** Opening EXERCISE MATERIALS block **
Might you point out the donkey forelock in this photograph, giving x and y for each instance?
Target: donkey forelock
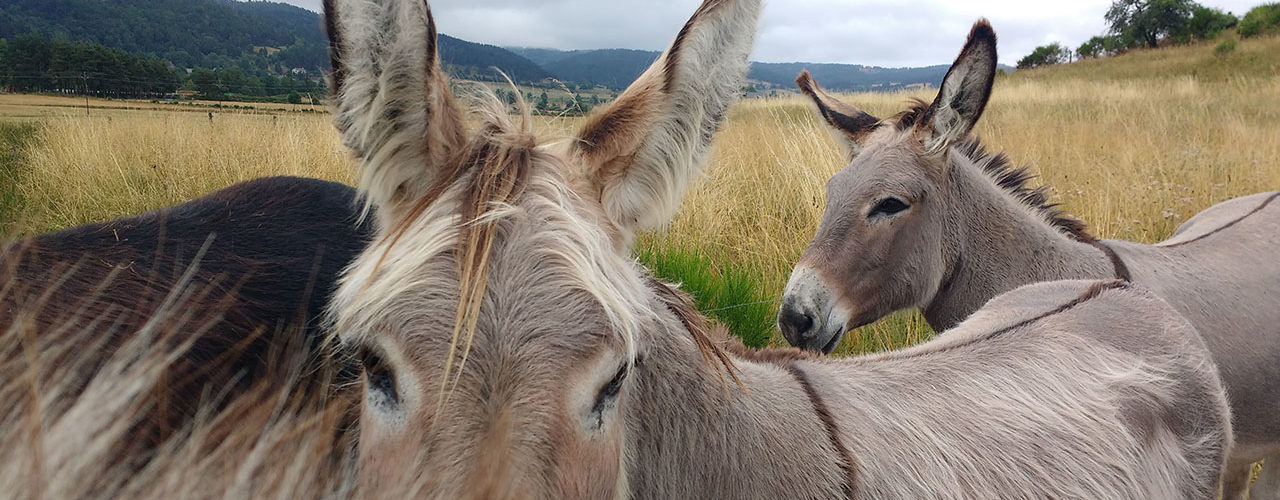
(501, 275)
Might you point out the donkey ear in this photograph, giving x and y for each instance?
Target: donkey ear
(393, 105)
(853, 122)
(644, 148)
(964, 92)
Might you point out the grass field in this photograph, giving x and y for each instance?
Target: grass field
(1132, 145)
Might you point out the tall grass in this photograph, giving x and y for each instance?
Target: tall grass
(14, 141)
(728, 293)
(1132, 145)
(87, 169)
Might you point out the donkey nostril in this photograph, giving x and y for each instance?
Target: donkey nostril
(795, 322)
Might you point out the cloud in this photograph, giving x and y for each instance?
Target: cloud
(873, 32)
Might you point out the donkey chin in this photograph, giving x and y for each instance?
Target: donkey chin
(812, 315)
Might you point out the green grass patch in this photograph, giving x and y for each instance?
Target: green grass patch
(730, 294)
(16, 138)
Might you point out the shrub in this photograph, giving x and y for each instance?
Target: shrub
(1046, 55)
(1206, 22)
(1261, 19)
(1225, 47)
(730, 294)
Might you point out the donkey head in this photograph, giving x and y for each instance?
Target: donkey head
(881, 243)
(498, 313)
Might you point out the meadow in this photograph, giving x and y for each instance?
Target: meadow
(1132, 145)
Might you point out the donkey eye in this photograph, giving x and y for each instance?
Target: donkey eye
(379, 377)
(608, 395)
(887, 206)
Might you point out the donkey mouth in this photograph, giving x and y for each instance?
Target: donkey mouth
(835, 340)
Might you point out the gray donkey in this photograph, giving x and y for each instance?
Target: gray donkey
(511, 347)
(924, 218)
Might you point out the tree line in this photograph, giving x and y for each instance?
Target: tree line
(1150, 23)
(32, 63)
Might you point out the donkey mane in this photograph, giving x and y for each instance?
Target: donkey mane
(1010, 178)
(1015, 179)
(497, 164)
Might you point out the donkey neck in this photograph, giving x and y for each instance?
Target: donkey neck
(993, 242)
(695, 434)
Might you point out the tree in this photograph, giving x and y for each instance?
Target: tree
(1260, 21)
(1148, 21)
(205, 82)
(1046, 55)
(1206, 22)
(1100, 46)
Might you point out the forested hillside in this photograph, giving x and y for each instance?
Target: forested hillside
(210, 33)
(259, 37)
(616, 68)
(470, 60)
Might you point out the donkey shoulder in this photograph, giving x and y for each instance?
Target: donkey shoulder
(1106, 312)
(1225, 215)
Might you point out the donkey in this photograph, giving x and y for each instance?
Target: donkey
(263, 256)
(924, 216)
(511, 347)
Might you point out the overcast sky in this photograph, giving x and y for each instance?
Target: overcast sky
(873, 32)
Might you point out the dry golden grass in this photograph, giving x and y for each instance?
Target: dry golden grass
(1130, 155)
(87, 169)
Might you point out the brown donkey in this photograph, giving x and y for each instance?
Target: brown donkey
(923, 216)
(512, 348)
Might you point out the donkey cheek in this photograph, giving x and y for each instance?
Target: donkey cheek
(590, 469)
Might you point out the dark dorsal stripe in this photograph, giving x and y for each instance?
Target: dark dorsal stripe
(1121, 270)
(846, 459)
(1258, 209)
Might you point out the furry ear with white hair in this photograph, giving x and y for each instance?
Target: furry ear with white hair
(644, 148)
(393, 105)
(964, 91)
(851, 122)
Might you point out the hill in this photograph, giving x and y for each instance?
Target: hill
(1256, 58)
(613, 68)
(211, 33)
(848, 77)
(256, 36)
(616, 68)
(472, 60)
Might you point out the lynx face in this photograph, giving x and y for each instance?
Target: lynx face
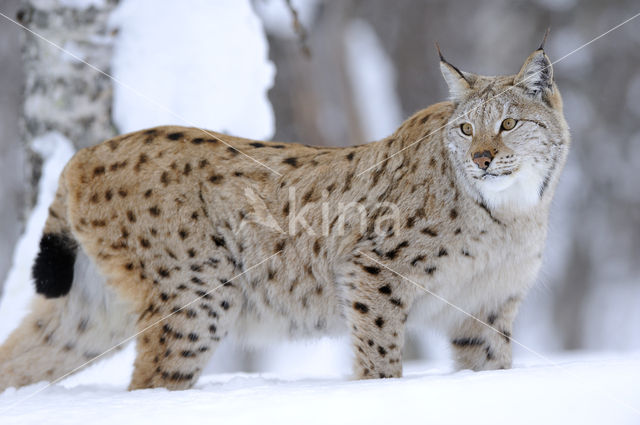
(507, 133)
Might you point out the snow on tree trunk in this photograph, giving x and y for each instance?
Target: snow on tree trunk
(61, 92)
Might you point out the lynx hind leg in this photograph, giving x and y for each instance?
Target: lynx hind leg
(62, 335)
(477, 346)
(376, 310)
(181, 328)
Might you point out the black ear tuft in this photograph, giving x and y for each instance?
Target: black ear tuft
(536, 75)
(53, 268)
** Closing EXERCISE MATERIALS block **
## EXERCISE AIM
When an image appears in the data, skip it and output the rest exactly.

## REPLY TO THE TASK
Might you point out the donkey forelock in this photograph, giving x and y for each instance?
Target: donkey forelock
(501, 275)
Might you point out the donkey ear in this photograph, giving x and y for each instance?
Target: donkey ear
(393, 105)
(853, 122)
(644, 148)
(964, 92)
Might you point out the grass field in this photograph, giving x and y for each instance?
Target: grass field
(1132, 145)
Might you point out the tall grass in this photograph, giving x and y for each instance?
Target: tall grass
(14, 141)
(728, 293)
(1132, 145)
(87, 169)
Might you point out the donkey nostril in this photograph, giving x and y for each instance?
Target: donkey nostril
(795, 322)
Might you point out the cloud in this photograph, giving x and y for each instance?
Target: cloud
(873, 32)
Might you point out the donkey chin in this photograph, giving x and y for each instance?
Target: donkey chin
(812, 315)
Might you point out the green grass patch in this photograph, giving x and y for each instance?
Target: green grass patch
(730, 294)
(16, 138)
Might you point out the shrub in this photograph, giving x and y for each instance?
Target: shrub
(1046, 55)
(1206, 22)
(1261, 19)
(1225, 47)
(730, 294)
Might you point out the donkey head in this photograph, giving x and y for each instance?
Target: donkey head
(881, 243)
(498, 313)
Might you point out the meadow in this photograph, giving x and y for each instance?
Target: meadow
(1132, 145)
Might you point out the donkey eye in this photograph, giving x and y for each instance?
Target: donkey eye
(379, 377)
(608, 395)
(887, 206)
Might you point out the donkey mouth in this photograph, giving x and y for each instance?
Target: donkey mouth
(835, 340)
Might you point out the gray donkey in this photograph, giving x and y for each instance?
Target: gray donkey
(511, 347)
(924, 218)
Might you point out the tree line in this photograph, giving x and y for each instance?
Target: tree line
(1150, 23)
(32, 63)
Might you point out the donkey mane in this photograph, giving x and y for each instance?
Target: donkey mane
(1010, 178)
(1015, 179)
(497, 164)
Might you point out the donkey neck in this photograph, giving x and y for each instance?
Target: donkey neck
(993, 242)
(695, 434)
Might you point out the tree in this photograph, giving x and y for each instance?
Target: tree
(1260, 21)
(1148, 21)
(205, 82)
(1046, 55)
(1206, 22)
(1100, 46)
Might you point out the forested hillside in this photograph, giving x and y for each instance?
Target: forested hillside
(210, 33)
(259, 37)
(616, 68)
(470, 60)
Might you point out the donkey shoulder in this photograph, giving x and y for each instance?
Target: donkey shoulder
(1106, 312)
(1225, 215)
Might you point out the donkey in this photograph, giving x and y for each instance?
Target: donkey
(263, 256)
(924, 216)
(511, 347)
Might you point out the overcast sky in this photograph, giving x and y for each instance?
Target: overcast sky
(873, 32)
Might you point out the dry golden grass in this photograph, giving x and y for each instance?
Target: dry golden grass
(1130, 155)
(87, 169)
Might you point out the brown donkey in this photograph, giving x and y for each instance?
Target: brown donkey
(923, 216)
(512, 348)
Might you point out the donkey cheek in this photograph, giving x and y for each instance?
Target: donkey cheek
(590, 469)
Might you point out the dark dorsal stripe in this photograph, giving x and y for each instance?
Target: dark dorsal stripe
(1121, 270)
(846, 459)
(1258, 209)
Might you point out the furry ear with white hair in this photograph, giving x and y for each instance?
Target: furry ear with white hair
(644, 148)
(393, 105)
(964, 91)
(851, 122)
Might you point out the hill in this photograph, giving x and y for each instance?
Target: hill
(1256, 58)
(613, 68)
(211, 33)
(848, 77)
(256, 36)
(616, 68)
(472, 60)
Might you point out the lynx face in this photograph, giving x and y for each instance?
Target: lynx face
(507, 133)
Might you point out the snow on tree trunk in this photograph, giving x and y for each instance?
Target: snow on tree trunk
(61, 92)
Might you point out the lynx hind leg in this photograph, giving x and y for each instance?
Target: lynx hind leg
(62, 335)
(477, 346)
(376, 310)
(181, 328)
Might you point out the black ear tuft in this photograph, giving x and y for each instance?
Target: black ear tuft
(536, 75)
(53, 268)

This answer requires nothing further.